TESTO ESTRATTO.
((
Nel settore privato la spinta a ritornare indietro la ritroviamo in strategie “gattopardesche”, con operazioni di facciata, fatta di codici etici e rapporti di sostenibilità di impresa, staccate dal cuore del business o, peggio ancora, con scelte, tipo “prendo i soldi o salvo il salvabile e scappo”. Nel settore, invece, delle organizzazioni pubbliche, la ritroviamo strategie di conservazione della cultura esistente, alimentata da una parte, da una politica sempre più incapace di mediare i linguaggi della retorica elettorale con quelli della fattibilità concreta dei risultati e dall’altra da una cultura del controllo e da una mancanza di fiducia, con conseguente spinta a linguaggi autoreferenziali e aumento della burocrazia.
))
ESTRATTI DEI RECORD.
((
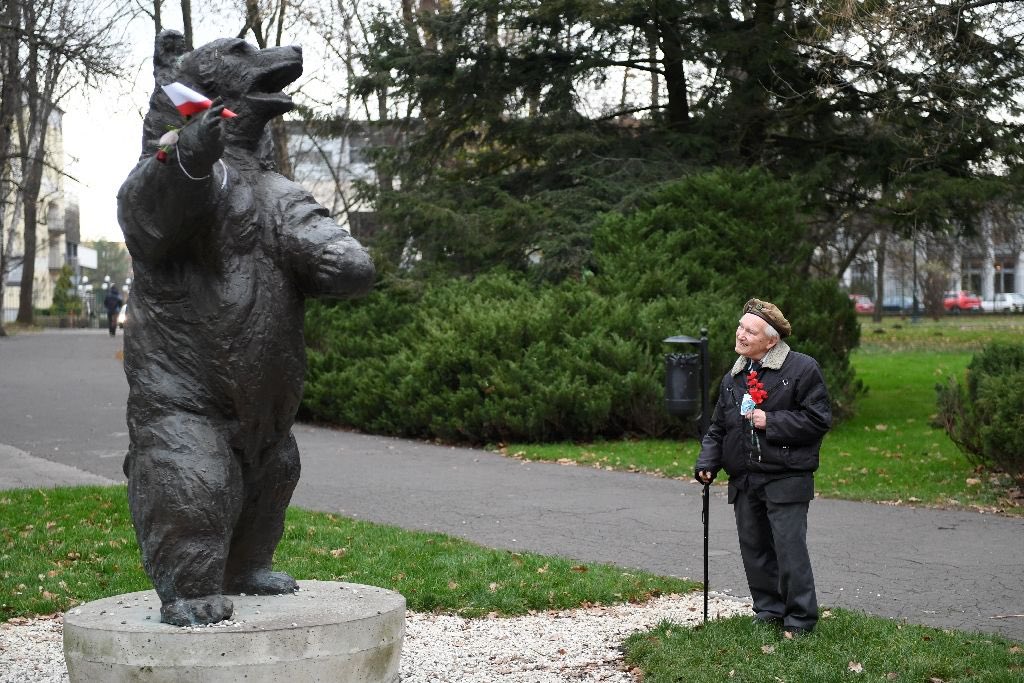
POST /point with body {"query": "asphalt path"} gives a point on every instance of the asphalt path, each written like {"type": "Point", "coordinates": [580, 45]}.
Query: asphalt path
))
((
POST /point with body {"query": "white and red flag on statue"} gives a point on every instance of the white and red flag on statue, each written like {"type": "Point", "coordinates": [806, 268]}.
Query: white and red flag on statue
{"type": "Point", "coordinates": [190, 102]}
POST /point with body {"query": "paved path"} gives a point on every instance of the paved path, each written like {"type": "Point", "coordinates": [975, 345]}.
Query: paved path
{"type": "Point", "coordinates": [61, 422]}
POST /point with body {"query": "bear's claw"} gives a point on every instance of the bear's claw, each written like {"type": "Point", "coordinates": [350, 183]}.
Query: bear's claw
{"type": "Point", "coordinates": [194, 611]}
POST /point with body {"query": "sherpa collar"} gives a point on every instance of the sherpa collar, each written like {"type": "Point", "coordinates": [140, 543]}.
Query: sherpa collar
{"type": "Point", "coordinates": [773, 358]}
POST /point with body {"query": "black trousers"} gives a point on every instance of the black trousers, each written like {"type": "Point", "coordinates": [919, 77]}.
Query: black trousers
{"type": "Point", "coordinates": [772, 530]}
))
((
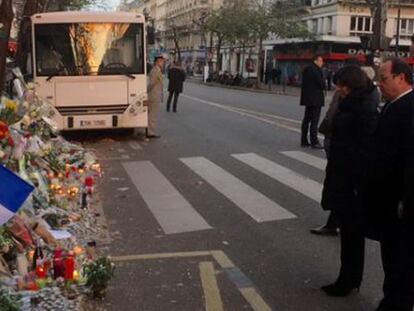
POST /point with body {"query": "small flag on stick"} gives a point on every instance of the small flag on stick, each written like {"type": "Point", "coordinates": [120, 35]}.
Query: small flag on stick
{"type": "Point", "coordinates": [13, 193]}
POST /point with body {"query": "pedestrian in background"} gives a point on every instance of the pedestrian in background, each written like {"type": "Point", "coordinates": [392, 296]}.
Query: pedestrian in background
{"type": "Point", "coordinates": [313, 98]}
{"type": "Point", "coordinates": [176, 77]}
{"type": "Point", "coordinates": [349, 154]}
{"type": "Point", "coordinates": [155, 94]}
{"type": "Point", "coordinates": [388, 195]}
))
ISTRUZIONI DEL COMPITO. Per favore, stabilisci se le affermazioni (a), (b) e (c) concordano con il testo estratto: per ciascuna rispondi sì o no e cita fedelmente le parole del testo che lo decidono. (a) Nel settore privato i codici etici e i rapporti di sostenibilità sono separati dal cuore del business. (b) Nelle organizzazioni pubbliche la burocrazia diminuisce. (c) La politica è sempre più capace di mediare tra la retorica elettorale e la fattibilità concreta dei risultati.

SOLUZIONE DELL'ESERCIZIO.
(a) Sì: «codici etici e rapporti di sostenibilità di impresa, staccate dal cuore del business».
(b) No: «aumento della burocrazia».
(c) No: «una politica sempre più incapace di mediare i linguaggi della retorica elettorale con quelli della fattibilità concreta dei risultati».